[[ EXCERPTED PASSAGE, beginning ]]
We note that the number of tICA components used to build the microstate MSM strongly influences the quality of the macrostate model. Whereas clustering using only 2 tICA components (a poor model, as judged by GMRQ score) allowed us to build a 230-macrostate model in which all states are populated by all sequences, using 8 tICA components (the best model according to the GMRQ score) resulted in only 40 such states. In the former, the large number of populated macrostates is an artifact due to the overlap of metastable states when projected to only two tICA dimensions.
[[ EXCERPTED PASSAGE, end ]]
- INSTRUCTIONS:
**a.** Answer these from the passage on tICA components:
(i) How many macrostates were in the model built with 2 tICA components?
(ii) How many such states resulted from using 8 tICA components?
(iii) What is the large number of populated macrostates called an artifact of?
**b.** Write out everything from "We note that" down to "two tICA dimensions." in the passage on tICA components, swapping "GMRQ score" for "cross-validation score".
**c.** Please list every number in the passage on tICA components that is written in digits.
[[ GIVEN DATA, beginning ]]
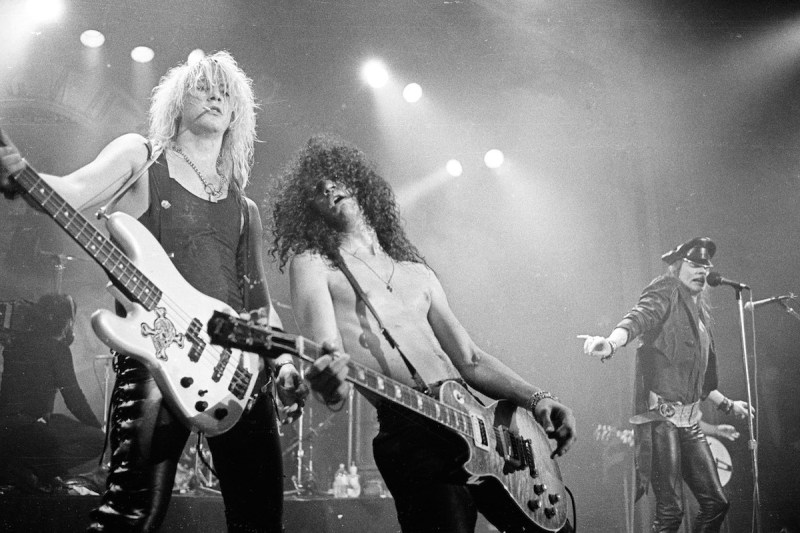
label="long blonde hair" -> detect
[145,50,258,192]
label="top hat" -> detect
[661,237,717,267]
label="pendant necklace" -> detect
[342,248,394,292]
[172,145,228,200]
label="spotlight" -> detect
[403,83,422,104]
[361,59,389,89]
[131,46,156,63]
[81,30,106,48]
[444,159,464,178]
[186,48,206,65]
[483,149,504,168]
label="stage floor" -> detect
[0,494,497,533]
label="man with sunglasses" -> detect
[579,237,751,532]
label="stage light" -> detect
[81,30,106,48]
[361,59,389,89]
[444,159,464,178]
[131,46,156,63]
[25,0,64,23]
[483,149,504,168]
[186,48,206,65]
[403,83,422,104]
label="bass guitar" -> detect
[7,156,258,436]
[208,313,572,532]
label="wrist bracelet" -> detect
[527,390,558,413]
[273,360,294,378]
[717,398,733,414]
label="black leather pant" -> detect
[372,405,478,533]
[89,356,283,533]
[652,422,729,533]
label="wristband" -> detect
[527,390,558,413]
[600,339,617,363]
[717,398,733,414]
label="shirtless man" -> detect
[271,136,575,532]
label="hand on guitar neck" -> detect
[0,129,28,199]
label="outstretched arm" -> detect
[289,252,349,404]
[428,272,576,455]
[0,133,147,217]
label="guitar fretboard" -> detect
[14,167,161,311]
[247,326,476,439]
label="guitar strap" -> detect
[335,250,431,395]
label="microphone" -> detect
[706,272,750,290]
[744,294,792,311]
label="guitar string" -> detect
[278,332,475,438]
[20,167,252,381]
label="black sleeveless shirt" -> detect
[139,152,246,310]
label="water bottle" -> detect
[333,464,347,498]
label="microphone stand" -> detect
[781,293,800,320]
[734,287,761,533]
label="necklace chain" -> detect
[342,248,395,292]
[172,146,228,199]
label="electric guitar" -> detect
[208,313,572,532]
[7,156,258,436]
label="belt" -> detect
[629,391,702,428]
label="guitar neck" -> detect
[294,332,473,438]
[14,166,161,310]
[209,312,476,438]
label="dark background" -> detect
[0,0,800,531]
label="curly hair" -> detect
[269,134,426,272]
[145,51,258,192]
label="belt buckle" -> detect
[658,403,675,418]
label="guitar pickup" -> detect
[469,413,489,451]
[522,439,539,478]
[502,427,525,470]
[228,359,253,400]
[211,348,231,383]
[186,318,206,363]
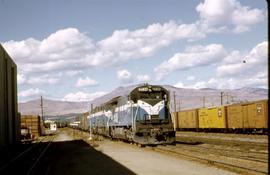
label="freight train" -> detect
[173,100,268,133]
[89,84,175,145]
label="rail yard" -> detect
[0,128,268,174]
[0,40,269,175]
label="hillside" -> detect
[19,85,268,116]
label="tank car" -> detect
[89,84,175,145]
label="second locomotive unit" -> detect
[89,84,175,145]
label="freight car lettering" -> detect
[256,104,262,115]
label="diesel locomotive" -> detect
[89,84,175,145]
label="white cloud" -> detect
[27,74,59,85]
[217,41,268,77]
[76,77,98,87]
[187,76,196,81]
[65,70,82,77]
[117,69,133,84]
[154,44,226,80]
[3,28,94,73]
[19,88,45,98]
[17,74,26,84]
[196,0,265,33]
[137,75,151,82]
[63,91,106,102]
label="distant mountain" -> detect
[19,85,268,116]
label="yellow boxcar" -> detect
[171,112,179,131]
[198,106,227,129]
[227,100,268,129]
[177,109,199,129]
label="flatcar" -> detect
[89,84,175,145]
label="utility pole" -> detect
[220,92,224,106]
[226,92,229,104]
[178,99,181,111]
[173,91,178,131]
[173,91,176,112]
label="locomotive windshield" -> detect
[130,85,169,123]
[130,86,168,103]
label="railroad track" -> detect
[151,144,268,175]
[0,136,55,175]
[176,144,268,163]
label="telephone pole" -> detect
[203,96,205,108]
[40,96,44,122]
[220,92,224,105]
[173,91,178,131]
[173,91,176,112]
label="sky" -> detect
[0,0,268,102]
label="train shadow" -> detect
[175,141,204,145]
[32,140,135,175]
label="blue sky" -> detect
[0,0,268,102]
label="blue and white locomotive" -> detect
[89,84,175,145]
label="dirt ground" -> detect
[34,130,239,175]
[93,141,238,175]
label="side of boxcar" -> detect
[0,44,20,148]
[[ GIVEN DATA, end ]]
- SOLUTIONS BY TASK:
**a.**
(i) 230
(ii) 40
(iii) The overlap of metastable states when projected to only two tICA dimensions

**b.**
We note that the number of tICA components used to build the microstate MSM strongly influences the quality of the macrostate model. Whereas clustering using only 2 tICA components (a poor model, as judged by cross-validation score) allowed us to build a 230-macrostate model in which all states are populated by all sequences, using 8 tICA components (the best model according to the cross-validation score) resulted in only 40 such states. In the former, the large number of populated macrostates is an artifact due to the overlap of metastable states when projected to only two tICA dimensions.

**c.** 2, 230, 8, 40